The fact that FHPG – in contrast to GCV – is primarily transported by the purine nucleobase carrier might be explained by the difference in the chemical structures of FHPG and GCV. It has been shown for pyrimidine nucleoside probes that modification at the 3′-position, loss of a portion of the sugar ring, and lack of conformational flexibility can decrease the affinity for the nucleoside transporters and can result in a decreased transport into the cells (Gati et al, 1984). GCV has a relatively strong similarity to nucleosides due to the presence of two hydroxymethyl groups on its side chain and, therefore, can be transported by a nucleoside transporter (Haberkorn et al, 1998). In the structure of FHPG, the second hydroxyl group is missing (Figure 1) and as a result the affinity for the nucleoside transporter could be lost.
The second hydroxyl group is also missing in the structure of acyclovir (ACV), another acycloguanosine analogue, which is phosphorylated by HSVtk. The HSVtk phosphorylation rate of FHPG is intermediate between that of GCV and ACV (Martin et al, 1986). In human erythrocytes, ACV enters the cells mainly via the purine nucleobase carrier (Mahony et al, 1988). Our results indicate that in our C6 cell line model FHPG is also mainly transported by the purine nucleobase carrier. Owing to this resemblance in transport across the cell membrane and phosphorylation characteristics, FHPG might be suitable to determine ACV pharmacokinetics. This could be of clinical importance because the GCV dose required for tumour regression is immunosuppressive, whereas the required ACV dose is relatively nontoxic. Thus far, ACV has not been used in a clinical HSVtk/ACV gene therapy setting, because of the lower affinity for the HSVtk enzyme as compared to GCV (Black et al, 2001). However, Black et al (2001) recently developed HSVtk mutants with increased sensitivity towards ACV. These mutants could bring HSVtk-mediated activation of ACV to a clinically relevant level and, as a consequence, HSVtk/ACV gene therapy could become of clinical importance. Noninvasive imaging of ACV pharmacokinetics could also play a role in other herpes related diseases, like for example, Herpes Simplex Encephalitis (HSE), which is treated with high doses of ACV. Case reports indicate that HSE may relapse after ACV therapy. This relapse could, among others, be related to persistence of infection (Skoldenberg, 1996). In addition, in immunodeficient patients, ACV-resistant HSV isolates have been identified (Roos, 1999). Additional studies are warranted to show feasibility of [18F]FHPG PET to assess the pharmacokinetics of ACV at the onset of ACV treatment, which may allow prediction of treatment outcome.
CONCLUSION
Our results show that the transport of FHPG in C6 cells exclusively occurs by the purine nucleobase carrier. Thus, the transport mechanism of FHPG appears to resemble that of ACV, rather than GCV. As a consequence, FHPG cannot be used to measure GCV pharmacokinetics. Whether [18F]FHPG is suited to assess the pharmacokinetics of the prodrug ACV or to predict the efficacy of ACV treatment in HSVtk/ACV gene therapy or other herpes-related diseases remains to be investigated.

# # # # # # #

List of tasks:
1. For the passage on FHPG transport, decide whether each statement below agrees with it, answering yes or no and quoting the deciding words: (a) unlike GCV, FHPG is mainly carried by the purine nucleobase carrier; (b) GCV carries two hydroxymethyl groups on its side chain; (c) ACV has already been used in a clinical HSVtk/ACV gene therapy setting.
2. Reproduce everything in the passage on FHPG transport from "The fact that" down to "could be lost.", swapping in "acyclic chain" wherever "side chain" appears.

Source information:

# # # # # # #

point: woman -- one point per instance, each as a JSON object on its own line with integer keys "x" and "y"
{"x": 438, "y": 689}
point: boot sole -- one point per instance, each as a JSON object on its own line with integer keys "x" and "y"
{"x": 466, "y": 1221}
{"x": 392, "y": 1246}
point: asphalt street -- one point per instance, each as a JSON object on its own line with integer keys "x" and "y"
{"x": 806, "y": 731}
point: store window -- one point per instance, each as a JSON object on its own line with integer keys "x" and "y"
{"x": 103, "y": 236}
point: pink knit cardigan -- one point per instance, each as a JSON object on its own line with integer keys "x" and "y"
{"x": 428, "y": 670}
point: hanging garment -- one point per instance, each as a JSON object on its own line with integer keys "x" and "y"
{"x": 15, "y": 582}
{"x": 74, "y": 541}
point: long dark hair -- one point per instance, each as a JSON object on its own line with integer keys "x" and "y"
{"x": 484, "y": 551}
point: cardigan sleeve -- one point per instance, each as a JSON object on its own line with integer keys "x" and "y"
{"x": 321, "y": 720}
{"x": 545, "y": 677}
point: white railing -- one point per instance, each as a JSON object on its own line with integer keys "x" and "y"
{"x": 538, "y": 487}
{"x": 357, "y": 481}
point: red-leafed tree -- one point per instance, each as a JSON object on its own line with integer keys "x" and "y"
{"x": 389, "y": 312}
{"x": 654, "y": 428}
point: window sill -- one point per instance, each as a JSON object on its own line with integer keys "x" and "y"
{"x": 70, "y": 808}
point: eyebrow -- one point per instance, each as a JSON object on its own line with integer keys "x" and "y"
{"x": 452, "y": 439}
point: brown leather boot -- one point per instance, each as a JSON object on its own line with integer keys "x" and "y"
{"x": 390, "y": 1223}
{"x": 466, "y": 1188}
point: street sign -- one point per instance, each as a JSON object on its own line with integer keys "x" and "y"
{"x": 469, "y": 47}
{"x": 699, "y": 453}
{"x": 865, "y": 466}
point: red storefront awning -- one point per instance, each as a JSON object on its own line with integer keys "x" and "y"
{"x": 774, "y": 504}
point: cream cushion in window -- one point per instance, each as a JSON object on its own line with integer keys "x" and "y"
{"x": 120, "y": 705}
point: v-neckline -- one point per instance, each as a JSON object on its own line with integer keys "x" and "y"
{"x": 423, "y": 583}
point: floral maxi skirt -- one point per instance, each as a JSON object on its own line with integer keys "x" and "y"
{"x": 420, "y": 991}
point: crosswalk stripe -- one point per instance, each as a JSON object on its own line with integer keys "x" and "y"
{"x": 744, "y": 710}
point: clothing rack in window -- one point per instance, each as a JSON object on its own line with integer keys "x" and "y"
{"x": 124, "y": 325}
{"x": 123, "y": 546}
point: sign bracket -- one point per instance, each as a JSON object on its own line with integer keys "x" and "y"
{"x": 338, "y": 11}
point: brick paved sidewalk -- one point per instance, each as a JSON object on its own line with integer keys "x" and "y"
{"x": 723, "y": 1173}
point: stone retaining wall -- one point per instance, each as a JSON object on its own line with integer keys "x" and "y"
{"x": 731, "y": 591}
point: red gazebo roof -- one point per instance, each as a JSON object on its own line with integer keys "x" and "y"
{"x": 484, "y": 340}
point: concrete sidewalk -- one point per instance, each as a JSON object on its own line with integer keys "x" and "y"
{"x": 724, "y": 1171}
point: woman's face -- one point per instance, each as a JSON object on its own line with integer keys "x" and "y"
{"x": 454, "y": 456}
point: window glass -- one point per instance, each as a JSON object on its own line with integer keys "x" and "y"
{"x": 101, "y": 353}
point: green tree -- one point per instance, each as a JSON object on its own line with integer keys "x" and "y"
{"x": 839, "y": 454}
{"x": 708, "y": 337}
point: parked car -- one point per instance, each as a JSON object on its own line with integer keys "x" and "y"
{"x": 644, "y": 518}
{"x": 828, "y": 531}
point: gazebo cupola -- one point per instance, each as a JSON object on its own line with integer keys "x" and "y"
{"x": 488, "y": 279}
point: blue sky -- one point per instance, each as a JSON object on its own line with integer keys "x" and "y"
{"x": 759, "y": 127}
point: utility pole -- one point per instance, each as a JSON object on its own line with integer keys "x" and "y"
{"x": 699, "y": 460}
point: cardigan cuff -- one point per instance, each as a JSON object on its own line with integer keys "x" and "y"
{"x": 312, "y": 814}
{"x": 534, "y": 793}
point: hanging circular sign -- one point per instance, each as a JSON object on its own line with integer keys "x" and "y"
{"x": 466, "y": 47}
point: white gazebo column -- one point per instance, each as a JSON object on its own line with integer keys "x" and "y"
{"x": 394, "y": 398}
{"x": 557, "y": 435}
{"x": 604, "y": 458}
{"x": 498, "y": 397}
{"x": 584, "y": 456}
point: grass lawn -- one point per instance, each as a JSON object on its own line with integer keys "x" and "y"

# # # # # # #

Answers to the exercises:
1.
(a) Yes: "FHPG – in contrast to GCV – is primarily transported by the purine nucleobase carrier"
(b) Yes: "the presence of two hydroxymethyl groups on its side chain"
(c) No: "Thus far, ACV has not been used in a clinical HSVtk/ACV gene therapy setting"

2.
The fact that FHPG – in contrast to GCV – is primarily transported by the purine nucleobase carrier might be explained by the difference in the chemical structures of FHPG and GCV. It has been shown for pyrimidine nucleoside probes that modification at the 3′-position, loss of a portion of the sugar ring, and lack of conformational flexibility can decrease the affinity for the nucleoside transporters and can result in a decreased transport into the cells (Gati et al, 1984). GCV has a relatively strong similarity to nucleosides due to the presence of two hydroxymethyl groups on its acyclic chain and, therefore, can be transported by a nucleoside transporter (Haberkorn et al, 1998). In the structure of FHPG, the second hydroxyl group is missing (Figure 1) and as a result the affinity for the nucleoside transporter could be lost.